- Given passage -

------

Emerging opportunities enabled by genome editing of communities

Most current biological knowledge was generated via experiments in which a specific microbe was grown as an isolate (i.e., in a pure culture) and a certain gene was knocked out or added experimentally to determine its function, and much of it involved just one organism, E. coli. However, the tree of life is vast, and the suite of isolates available for traditional genetic manipulation is extremely limited. Even after functional assignments that leverage structural similarity, there are vast numbers of proteins for which functions cannot be predicted.

Why do microbes grow as members of communities, rather than evolve into multicellular organisms such as trees or insects? The benefits may relate to adaptability to changing environmental conditions and likely comes from flexibility in community membership and efficiencies gained via cooperative activities. As a consequence, microbes often depend on other organisms for key resources and devote genetic potential to communication and competition. These facets of microbial activity are understandably understudied because the majority of genetic and biochemical research conducted to date has been performed on organisms growing alone. In the absence of new methods that enable genetic manipulations of organisms without isolation, this is an essentially insurmountable problem. Understanding of the genes and pathways via which microbes interact with each other (and macroorganisms) requires the ability to perform “gold standard” genetic manipulation without the requirement for isolation. In other words, genome editing of microbes while they exist in the context of their communities. With this approach, not only genes involved in interaction can be interrogated but also organisms that cannot be grown in isolation become tractable for experimental manipulation.

------

- Stored data -
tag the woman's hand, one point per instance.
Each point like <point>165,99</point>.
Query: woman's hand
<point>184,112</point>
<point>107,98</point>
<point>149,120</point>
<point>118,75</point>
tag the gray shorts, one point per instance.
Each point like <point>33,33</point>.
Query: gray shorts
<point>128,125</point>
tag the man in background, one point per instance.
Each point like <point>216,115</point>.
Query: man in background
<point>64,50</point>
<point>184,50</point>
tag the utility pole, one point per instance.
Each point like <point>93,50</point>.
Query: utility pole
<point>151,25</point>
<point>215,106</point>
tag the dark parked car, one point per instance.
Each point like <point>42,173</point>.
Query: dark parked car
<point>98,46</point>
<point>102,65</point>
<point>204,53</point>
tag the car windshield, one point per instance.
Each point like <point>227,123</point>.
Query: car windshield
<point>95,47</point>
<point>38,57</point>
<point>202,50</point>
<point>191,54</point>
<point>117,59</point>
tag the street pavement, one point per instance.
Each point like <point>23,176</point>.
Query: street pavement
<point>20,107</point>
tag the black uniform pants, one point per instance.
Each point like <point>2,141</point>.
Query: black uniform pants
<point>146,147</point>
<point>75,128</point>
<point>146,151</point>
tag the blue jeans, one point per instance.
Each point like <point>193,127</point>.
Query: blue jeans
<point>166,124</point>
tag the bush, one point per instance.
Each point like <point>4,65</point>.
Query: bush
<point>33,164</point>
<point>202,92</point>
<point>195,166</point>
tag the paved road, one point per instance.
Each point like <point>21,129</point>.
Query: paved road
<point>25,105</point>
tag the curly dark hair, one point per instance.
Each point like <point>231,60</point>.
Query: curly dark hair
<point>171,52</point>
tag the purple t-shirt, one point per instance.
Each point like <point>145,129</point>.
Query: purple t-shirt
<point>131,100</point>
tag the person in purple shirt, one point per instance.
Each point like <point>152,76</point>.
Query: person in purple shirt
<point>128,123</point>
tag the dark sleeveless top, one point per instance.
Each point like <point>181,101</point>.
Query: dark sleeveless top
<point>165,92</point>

------

- Exercise prompt -
In the passage on genome editing of microbial communities, which single organism does much of current biological knowledge involve?

- Answer space -
E. coli